WHAT TO DO >>
a – According to the text on tree-ring dating, how far back do the fully anchored oak chronologies in Germany extend?
b – Carry the text on tree-ring dating forward from its last sentence.

EXTRACTED TEXT >>
>> Start
Some available series go back two thousand years, and there are series that go back several thousand years, with some parts of the series floating. Floating means that there are gaps in the series. With floating series, radio-carbon dating is used to check the ages of the tree rings.

With continuous series, the dating is so accurate that it is used to calibrate the radio-carbon dating. An anchored bristle-cone pine series in south-west USA goes back eight thousand years. Fully anchored chronologies extending back ten thousand years exist for oak trees in Germany.

There is much work proceeding to try and line up dendrochronologic series with older series such as stalagmite, coral, sedimentary deposits, ice cores and so on.

Dendroclimatology is a far more difficult and unreliable science that attempts to estimate climate variables, such as temperature and rainfall, from differences in the width and density of year by year tree-ring variations.
>> End
RECORDED INFORMATION >>
>> Start
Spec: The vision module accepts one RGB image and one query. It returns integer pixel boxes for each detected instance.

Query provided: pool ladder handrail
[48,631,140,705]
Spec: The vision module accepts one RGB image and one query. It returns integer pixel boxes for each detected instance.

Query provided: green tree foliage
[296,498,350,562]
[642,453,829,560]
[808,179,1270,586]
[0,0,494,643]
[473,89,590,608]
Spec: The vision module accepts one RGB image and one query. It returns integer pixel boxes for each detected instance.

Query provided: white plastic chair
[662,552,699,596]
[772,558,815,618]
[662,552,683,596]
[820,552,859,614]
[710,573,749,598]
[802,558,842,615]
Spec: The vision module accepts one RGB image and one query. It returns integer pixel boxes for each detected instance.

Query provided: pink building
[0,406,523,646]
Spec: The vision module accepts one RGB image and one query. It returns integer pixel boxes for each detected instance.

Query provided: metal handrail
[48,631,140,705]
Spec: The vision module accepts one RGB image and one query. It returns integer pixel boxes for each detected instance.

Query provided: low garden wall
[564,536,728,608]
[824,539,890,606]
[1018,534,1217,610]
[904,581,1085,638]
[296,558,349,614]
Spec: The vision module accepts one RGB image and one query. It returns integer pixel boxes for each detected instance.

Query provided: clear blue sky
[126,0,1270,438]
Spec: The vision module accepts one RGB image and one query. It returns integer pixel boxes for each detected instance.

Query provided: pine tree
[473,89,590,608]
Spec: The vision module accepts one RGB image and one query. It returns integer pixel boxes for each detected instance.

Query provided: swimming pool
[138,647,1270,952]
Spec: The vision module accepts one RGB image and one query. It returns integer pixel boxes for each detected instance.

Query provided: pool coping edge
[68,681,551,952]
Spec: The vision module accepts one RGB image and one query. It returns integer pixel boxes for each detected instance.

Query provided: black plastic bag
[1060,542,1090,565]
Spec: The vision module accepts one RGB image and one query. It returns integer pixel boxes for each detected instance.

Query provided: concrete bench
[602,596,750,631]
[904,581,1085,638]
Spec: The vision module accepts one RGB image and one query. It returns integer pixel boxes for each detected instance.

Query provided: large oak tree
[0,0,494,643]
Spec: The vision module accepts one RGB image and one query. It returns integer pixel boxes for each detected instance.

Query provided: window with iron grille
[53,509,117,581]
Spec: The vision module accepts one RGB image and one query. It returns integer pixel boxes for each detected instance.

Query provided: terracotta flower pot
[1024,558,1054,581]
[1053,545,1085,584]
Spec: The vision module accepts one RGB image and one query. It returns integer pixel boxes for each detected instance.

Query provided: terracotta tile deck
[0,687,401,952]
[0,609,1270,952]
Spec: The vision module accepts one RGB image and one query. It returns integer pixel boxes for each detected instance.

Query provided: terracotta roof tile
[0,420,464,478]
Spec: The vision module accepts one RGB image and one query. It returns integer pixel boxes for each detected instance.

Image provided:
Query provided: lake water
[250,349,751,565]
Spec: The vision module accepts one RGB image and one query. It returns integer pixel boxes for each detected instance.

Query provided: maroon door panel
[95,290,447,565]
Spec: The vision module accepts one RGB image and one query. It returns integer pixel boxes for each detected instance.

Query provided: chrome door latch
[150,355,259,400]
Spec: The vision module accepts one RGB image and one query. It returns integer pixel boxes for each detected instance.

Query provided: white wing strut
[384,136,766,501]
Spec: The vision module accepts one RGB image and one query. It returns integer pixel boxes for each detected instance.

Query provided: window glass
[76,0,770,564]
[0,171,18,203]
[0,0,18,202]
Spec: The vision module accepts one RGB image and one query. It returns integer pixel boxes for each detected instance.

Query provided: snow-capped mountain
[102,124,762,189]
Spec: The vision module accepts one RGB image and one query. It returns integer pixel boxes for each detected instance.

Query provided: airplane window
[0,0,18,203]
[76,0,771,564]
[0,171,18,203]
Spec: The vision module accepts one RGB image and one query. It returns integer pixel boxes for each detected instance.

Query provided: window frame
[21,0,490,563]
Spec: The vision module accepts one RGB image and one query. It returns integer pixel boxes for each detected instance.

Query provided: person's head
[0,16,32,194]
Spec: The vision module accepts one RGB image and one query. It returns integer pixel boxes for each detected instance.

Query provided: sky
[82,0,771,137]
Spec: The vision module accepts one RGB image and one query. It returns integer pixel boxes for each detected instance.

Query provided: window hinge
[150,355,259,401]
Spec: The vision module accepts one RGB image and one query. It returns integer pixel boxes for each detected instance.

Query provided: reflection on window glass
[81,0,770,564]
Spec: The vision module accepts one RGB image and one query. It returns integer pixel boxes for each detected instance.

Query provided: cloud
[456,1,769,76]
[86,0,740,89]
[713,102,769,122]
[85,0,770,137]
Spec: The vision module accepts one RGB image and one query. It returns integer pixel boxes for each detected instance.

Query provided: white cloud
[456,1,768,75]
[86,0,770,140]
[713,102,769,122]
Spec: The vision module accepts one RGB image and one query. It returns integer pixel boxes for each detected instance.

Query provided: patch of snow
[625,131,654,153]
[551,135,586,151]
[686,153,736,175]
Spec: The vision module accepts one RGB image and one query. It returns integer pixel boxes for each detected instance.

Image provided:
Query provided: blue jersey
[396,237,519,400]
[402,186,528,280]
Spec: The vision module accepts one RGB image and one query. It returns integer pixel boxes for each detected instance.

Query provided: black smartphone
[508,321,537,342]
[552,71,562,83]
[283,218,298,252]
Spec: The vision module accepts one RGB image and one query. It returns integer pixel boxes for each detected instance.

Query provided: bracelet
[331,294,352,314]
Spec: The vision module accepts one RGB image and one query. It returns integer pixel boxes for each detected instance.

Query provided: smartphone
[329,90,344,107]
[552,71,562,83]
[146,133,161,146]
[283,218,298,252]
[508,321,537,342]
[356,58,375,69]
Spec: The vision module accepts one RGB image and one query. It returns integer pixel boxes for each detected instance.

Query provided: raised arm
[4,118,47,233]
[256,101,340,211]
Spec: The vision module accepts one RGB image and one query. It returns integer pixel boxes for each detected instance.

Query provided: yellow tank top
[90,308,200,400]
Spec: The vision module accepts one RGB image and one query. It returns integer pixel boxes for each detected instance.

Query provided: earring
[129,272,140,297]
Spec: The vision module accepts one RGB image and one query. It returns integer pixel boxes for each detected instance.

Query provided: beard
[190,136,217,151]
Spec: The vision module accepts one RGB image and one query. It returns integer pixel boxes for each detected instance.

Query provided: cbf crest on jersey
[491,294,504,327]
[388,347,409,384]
>> End
EXPECTED ANSWERS >>
a – Ten thousand years.

b –
anatomy of a tree cross-section

Cork oak trunk cross-section, with simplified labelling

When you cut through a tree trunk, as you see, most tree cross-sections are not symmetrical. At present, I can find little authoritative data on the causes of these asymmetries. A large number of growing conditions are suspected, and they may well be compound. Cores are taken from trees by drilling with an auger [5 millimetres diameter] but, of course, the people who are analysing the tree rings are not usually the people doing the sampling. A height of 1.3 metres above the ground is recommended. Without cutting down the tree there is no way to know with certainty the degree and directions of asymmetries.

Note the degree of asymmetry

Tree ring analysis master lists are also developed from archeological samples. These samples are often in poor condition, dragged out of swamps, or difficult to access, as in the roof of a cathedral. In such circumstances, the wood may be waterlogged and the sapwood will be friable. This makes the use of an auger often impracticable. More on this subject can be read in Timber: dendrochronology of roof timbers in Lincoln Cathedral.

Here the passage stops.